Document section START

Skip to main content
Evo2 DNA Language Model
License: Evo2 is open source and free for academic and commercial use under an Apache-2.0 license. Please refer to the license for full terms.

This generator is open source. Any third-party models, product names, or trademarks referenced are the property of their respective owners, and Proto is not affiliated with them.


Go to Tool Page
proto-bio/proto-language/proto_language/generator/evo2_generator.py
View source
@ARTICLE{Brixi2026-jn,
  title     = "Genome modelling and design across all domains of life with Evo 2",
  author    = "Brixi, Garyk and Durrant, Matthew G and Ku, Jerome and
               Naghipourfar, Mohsen and Poli, Michael and Sun, Gwanggyu and
               Brockman, Greg and Chang, Daniel and Fanton, Alison and Gonzalez,
               Gabriel A and King, Samuel H and Li, David B and Merchant, Aditi
               T and Nguyen, Eric and Ricci-Tam, Chiara and Romero, David W and
               Schmok, Jonathan C and Taghibakhshi, Ali and Vorontsov, Anton and
               Yang, Brandon and Deng, Myra and Gorton, Liv and Nguyen, Nam and
               Wang, Nicholas K and Pearce, Michael T and Simon, Elana and
               Adams, Etowah and Amador, Zachary J and Ashley, Euan A and
               Baccus, Stephen A and Dai, Haoyu and Dillmann, Steven and Ermon,
               Stefano and Guo, Daniel and Herschl, Michael H and Ilango, Rajesh
               and Janik, Ken and Lu, Amy X and Mehta, Reshma and Mofrad,
               Mohammad R K and Ng, Madelena Y and Pannu, Jaspreet and R{\'e},
               Christopher and St John, John and Sullivan, Jeremy and Tey,
               Joseph and Viggiano, Ben and Zhu, Kevin and Zynda, Greg and
               Balsam, Daniel and Collison, Patrick and Costa, Anthony B and
               Hernandez-Boussard, Tina and Ho, Eric and Liu, Ming-Yu and
               McGrath, Thomas and Powell, Kimberly and Pinglay, Sudarshan and
               Burke, Dave P and Goodarzi, Hani and Hsu, Patrick D and Hie,
               Brian L",
  journal   = "Nature",
  publisher = "Springer Science and Business Media LLC",
  pages     = "1--13",
  doi       = "10.1038/s41586-026-10176-5",
  month     =  mar,
  year      =  2026,
  language  = "en"
}
Copy citation
Sequence generator using Evo2 genomic language model for DNA generation. This generator uses the Evo2 7B parameter model to autoregressively generate DNA sequences from prompt sequences. Supports advanced sampling strategies, KV caching for efficiency, and batch generation. The generator category is "autoregressive", indicating sequences are generated token-by-token from left to right. The number of tokens to generate is automatically calculated based on the assigned segment’s sequence_length, prompt length, and prepend_prompt setting.

Document section END

> Instructions to follow
Continue the Evo2 generator page from its final sentence. The records have nothing to do with this.

Given records START

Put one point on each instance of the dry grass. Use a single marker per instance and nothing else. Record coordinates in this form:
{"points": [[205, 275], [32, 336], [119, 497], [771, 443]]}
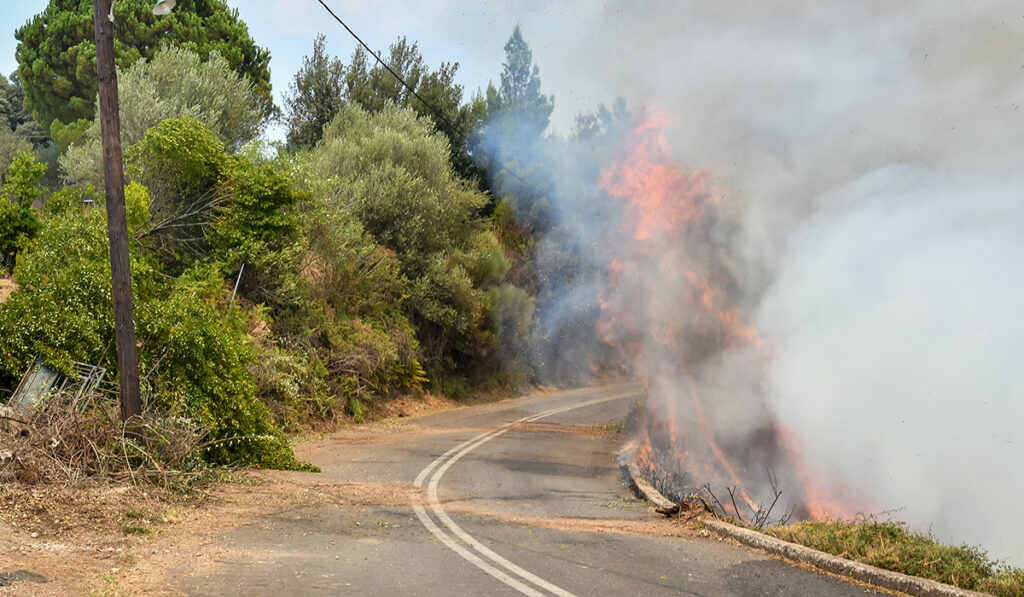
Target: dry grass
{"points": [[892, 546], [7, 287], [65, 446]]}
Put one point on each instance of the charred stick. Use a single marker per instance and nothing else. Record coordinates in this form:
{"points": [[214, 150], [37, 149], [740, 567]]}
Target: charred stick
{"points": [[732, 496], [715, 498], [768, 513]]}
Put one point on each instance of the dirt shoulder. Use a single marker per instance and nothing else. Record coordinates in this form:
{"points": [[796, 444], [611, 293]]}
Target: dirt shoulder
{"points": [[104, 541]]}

Given records END

> Answer to this task
API Reference

ConfigEvo2GeneratorConfig Source
Configuration object for Evo2Generator.This class defines configuration parameters for the Evo2 generator, which uses a 7B parameter genomic language model to generate DNA sequences autoregressively from prompt sequences.
All prompts must have identical lengths for batched generation. For detailed information on Evo2 parameters, see: https://github.com/arcinstitute/evo2
prompts
List[string]
required
Prompt sequences for DNA sequence generation (single prompt or multiple)
model_checkpoint
enum
default:"evo2_7b"
Evo2 model variant to load (currently only evo2_7b).Options: evo2_7b, evo2_20b, evo2_40b, evo2_7b_base, evo2_40b_base, evo2_1b_base, evo2_7b_262k, evo2_7b_microviridae
local_path
string
Path to local checkpoint weights for custom or finetuned models
device
string
default:"cuda"
GPU device to run Evo2 on (e.g. ‘cuda’ or ‘cuda:0’).
top_k
integer
default:"4"
Limits sampling to the top-k most probable tokens at each generation step.
top_p
number
default:"1"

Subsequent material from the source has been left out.